• Your tasks:
a - In the broadband passage, rewrite everything from "6. Maintenance matters" down to "new path forward.", replacing "capital" with "funding".
b - Answer these questions about the broadband passage.
(i) What share of Americans without broadband say cost is why they are not online?
(ii) What kind of investment is BEAD described as?
(iii) How many homes were left stranded by Rural Digital Opportunity Fund project defaults?

• Document passage:
----

4. BEAD doesn’t address affordability
One in three Americans without broadband say cost is the reason they’re not online. Yet BEAD does not meaningfully address pricing, affordability, or competition — some of the biggest barriers to adoption. Networks people can’t afford don’t close the divide. To break the affordability barrier, sustainable solutions are needed to drive down the costs of service.
5. Digital adoption funding has been decimated
Connectivity isn’t just about cables. Families need affordable service, devices, and digital skills. But the Affordable Connectivity Program has expired, Digital Equity Act funding has been cancelled, and BEAD’s non-deployment funds are increasingly in doubt. BEAD was designed to work with these complementary programs. Without funding for adoption initiatives, many new networks will sit underused and less economically viable.
6. Maintenance matters
BEAD is a one-time capital investment. But networks require ongoing maintenance, upgrades, and expansion. In the most rural and remote areas especially, sustained affordable capital will be needed to keep networks running and improving.
7. Some projects will default
The Rural Digital Opportunity Fund saw over a third of projects default, leaving 2 million homes stranded. While BEAD was better designed than RDOF — putting states in the driving seat to award funds — rushed rule changes and pressure to cut grant sizes further will strain many projects. Add to that increases in material costs and tight labor demand as projects ramp up all at once, some experts are already calling BEAD “RDOF 2.0”. Where projects default, communities will need a new path forward.

----

• Provided data:
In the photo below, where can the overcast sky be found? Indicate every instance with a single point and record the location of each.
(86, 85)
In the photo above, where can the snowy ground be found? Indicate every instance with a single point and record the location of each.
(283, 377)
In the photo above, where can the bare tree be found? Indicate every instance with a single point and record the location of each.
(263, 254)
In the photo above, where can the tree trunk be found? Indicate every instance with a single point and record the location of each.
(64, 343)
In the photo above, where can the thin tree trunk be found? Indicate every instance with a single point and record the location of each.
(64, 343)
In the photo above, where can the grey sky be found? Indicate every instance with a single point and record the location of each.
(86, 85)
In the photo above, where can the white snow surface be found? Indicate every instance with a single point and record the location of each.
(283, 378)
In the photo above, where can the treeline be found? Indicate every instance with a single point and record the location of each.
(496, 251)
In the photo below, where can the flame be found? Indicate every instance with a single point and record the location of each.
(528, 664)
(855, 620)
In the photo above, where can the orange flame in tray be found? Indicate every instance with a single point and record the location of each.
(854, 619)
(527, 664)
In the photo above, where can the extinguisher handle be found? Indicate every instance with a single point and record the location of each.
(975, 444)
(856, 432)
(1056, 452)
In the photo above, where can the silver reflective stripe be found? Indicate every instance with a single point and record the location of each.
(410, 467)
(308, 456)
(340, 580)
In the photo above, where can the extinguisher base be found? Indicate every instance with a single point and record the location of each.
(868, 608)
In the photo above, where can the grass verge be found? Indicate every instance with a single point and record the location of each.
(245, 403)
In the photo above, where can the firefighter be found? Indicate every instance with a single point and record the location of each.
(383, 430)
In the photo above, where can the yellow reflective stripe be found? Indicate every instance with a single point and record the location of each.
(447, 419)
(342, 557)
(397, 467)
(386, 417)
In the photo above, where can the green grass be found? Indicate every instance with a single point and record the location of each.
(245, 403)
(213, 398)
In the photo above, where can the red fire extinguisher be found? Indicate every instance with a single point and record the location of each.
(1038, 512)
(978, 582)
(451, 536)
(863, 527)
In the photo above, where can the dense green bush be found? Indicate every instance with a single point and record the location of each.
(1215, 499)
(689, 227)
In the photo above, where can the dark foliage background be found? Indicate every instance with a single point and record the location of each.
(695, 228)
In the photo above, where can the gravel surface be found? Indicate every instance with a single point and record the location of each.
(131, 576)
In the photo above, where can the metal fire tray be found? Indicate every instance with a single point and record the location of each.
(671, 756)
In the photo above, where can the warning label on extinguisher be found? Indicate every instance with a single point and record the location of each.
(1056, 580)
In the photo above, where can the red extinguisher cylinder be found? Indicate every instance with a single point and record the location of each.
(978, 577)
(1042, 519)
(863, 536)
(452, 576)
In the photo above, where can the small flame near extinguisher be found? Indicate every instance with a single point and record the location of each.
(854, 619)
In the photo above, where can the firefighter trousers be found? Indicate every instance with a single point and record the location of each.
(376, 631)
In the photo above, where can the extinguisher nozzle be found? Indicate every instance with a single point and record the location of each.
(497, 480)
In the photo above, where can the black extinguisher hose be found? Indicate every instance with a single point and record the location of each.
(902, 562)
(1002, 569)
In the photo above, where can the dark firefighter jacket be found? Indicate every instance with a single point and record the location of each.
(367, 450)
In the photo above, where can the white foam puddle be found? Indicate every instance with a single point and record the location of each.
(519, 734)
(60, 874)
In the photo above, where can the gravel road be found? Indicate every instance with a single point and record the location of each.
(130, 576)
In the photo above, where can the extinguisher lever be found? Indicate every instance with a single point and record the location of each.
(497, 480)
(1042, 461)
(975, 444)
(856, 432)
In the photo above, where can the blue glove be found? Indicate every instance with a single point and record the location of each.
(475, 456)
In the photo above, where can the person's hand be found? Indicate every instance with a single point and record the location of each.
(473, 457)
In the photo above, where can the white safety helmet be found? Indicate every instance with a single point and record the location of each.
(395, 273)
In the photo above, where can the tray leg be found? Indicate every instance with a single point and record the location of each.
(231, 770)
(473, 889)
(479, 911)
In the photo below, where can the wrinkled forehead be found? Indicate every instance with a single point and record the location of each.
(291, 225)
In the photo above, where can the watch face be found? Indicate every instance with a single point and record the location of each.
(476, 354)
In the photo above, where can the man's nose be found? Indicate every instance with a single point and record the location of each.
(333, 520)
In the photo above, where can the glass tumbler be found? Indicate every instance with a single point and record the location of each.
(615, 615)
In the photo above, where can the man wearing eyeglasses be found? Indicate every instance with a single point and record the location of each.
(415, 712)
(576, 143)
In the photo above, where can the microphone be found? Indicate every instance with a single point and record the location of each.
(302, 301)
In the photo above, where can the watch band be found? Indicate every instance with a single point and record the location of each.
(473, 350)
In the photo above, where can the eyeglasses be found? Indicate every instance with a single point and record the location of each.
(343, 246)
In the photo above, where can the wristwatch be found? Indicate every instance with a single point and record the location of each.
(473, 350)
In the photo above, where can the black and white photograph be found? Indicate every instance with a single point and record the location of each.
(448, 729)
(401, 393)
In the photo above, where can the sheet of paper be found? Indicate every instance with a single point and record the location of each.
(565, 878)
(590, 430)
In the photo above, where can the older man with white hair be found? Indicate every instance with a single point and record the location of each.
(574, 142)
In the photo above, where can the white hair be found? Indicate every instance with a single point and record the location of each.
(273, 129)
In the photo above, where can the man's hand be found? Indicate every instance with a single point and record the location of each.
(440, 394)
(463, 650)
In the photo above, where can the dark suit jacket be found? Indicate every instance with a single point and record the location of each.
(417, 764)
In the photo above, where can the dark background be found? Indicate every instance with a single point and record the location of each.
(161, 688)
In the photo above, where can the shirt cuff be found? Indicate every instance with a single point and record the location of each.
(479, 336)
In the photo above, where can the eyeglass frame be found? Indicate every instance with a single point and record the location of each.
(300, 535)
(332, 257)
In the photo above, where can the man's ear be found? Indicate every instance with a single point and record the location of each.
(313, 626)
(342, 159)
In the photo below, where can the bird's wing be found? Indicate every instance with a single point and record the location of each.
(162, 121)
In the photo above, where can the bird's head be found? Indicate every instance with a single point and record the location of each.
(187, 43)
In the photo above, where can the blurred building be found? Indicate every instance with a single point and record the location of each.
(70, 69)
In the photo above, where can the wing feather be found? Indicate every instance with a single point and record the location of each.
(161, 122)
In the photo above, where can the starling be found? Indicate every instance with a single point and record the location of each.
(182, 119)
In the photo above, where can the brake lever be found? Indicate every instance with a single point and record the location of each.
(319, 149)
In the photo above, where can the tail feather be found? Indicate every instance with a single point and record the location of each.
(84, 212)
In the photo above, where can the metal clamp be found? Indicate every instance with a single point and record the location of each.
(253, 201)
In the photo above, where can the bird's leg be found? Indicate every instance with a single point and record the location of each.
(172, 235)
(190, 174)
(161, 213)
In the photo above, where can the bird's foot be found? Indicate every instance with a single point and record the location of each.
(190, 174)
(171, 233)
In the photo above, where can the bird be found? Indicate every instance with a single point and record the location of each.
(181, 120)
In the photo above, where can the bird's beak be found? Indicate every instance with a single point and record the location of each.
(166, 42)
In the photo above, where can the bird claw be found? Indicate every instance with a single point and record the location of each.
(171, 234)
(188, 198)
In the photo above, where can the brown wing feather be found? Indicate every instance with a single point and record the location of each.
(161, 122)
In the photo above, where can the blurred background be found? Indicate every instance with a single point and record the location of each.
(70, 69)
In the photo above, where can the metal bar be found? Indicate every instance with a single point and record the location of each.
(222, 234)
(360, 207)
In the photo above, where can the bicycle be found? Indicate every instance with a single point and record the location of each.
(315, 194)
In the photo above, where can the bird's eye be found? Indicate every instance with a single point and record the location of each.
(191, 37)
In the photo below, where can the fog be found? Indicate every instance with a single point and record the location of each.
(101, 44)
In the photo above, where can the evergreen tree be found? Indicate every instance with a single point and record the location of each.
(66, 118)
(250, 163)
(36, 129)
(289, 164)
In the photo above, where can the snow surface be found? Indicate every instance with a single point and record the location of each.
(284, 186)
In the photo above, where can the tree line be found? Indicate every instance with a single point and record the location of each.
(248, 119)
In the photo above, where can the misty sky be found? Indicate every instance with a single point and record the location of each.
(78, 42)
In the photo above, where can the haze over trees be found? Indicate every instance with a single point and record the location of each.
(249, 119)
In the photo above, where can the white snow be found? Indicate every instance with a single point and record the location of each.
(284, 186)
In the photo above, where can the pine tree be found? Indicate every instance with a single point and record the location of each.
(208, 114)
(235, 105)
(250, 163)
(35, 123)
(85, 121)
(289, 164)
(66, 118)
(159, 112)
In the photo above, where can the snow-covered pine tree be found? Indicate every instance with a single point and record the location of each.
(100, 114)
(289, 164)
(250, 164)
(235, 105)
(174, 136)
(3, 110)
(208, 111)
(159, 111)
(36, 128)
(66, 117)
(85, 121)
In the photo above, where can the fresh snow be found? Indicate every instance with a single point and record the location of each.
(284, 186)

----

• Completed exercise:
a -
6. Maintenance matters
BEAD is a one-time funding investment. But networks require ongoing maintenance, upgrades, and expansion. In the most rural and remote areas especially, sustained affordable funding will be needed to keep networks running and improving.
7. Some projects will default
The Rural Digital Opportunity Fund saw over a third of projects default, leaving 2 million homes stranded. While BEAD was better designed than RDOF — putting states in the driving seat to award funds — rushed rule changes and pressure to cut grant sizes further will strain many projects. Add to that increases in material costs and tight labor demand as projects ramp up all at once, some experts are already calling BEAD “RDOF 2.0”. Where projects default, communities will need a new path forward.

b -
(i) One in three.
(ii) A one-time capital investment.
(iii) 2 million homes.